++++ Record list

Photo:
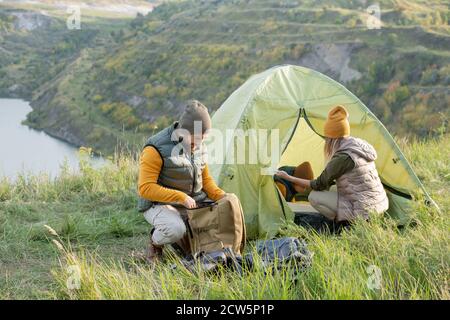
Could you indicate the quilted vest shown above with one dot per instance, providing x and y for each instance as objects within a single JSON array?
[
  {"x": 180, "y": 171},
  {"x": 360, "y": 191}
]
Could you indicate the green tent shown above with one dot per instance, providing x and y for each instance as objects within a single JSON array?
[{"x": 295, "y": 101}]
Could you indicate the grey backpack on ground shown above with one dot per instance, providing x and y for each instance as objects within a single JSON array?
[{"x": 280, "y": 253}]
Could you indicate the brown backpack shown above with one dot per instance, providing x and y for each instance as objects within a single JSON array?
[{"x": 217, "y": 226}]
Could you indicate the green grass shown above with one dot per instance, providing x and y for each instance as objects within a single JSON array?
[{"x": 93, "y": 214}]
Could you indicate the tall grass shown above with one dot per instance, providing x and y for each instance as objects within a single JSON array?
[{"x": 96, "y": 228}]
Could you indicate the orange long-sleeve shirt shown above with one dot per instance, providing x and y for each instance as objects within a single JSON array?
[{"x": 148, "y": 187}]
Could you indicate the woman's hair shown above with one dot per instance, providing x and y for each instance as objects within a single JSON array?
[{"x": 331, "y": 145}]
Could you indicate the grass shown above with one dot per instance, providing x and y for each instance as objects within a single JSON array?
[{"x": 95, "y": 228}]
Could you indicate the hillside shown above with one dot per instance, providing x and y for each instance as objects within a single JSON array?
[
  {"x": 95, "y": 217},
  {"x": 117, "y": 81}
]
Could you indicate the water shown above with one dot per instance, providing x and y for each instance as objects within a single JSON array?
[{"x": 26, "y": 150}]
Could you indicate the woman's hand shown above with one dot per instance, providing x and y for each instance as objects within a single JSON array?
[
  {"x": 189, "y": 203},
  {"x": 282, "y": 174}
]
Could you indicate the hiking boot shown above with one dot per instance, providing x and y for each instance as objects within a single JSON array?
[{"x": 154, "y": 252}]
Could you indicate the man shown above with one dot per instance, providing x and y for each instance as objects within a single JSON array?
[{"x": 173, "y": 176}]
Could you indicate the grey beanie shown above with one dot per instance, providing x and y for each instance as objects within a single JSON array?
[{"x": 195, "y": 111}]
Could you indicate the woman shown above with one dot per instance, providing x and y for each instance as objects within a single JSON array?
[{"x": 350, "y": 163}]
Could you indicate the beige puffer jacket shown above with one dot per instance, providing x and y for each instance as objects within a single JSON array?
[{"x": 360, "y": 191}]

++++++++
++++ Record list

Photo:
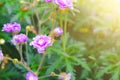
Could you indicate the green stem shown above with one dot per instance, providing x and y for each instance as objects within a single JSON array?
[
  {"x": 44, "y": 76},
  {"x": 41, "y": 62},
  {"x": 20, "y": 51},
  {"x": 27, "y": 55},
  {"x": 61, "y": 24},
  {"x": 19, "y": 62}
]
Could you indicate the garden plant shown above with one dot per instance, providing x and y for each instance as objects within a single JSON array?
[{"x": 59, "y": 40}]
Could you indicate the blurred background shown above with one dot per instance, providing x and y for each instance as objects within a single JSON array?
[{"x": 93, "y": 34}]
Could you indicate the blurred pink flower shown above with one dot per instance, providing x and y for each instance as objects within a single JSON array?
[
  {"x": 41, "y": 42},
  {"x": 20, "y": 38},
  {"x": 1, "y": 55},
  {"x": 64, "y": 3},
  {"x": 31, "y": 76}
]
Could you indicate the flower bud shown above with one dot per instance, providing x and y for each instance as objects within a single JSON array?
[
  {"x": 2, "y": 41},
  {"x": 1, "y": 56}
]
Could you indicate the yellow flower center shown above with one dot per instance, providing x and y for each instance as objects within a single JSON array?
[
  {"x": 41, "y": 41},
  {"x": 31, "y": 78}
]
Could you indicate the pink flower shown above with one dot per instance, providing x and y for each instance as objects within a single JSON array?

++++++++

Exercise task:
Gather every line of the material above that contains the word "green".

Solution for this exercise:
Could you indicate the green tent shown above with one dot per instance, providing x and y for each instance as objects within a single JSON array?
Could you indicate the green grass shown above with one dot per instance, providing x and y for each instance as objects within a single JSON array?
Could you indicate the green stem shown above with one dot per instance, providing x and y for each instance as objects within a single JSON array?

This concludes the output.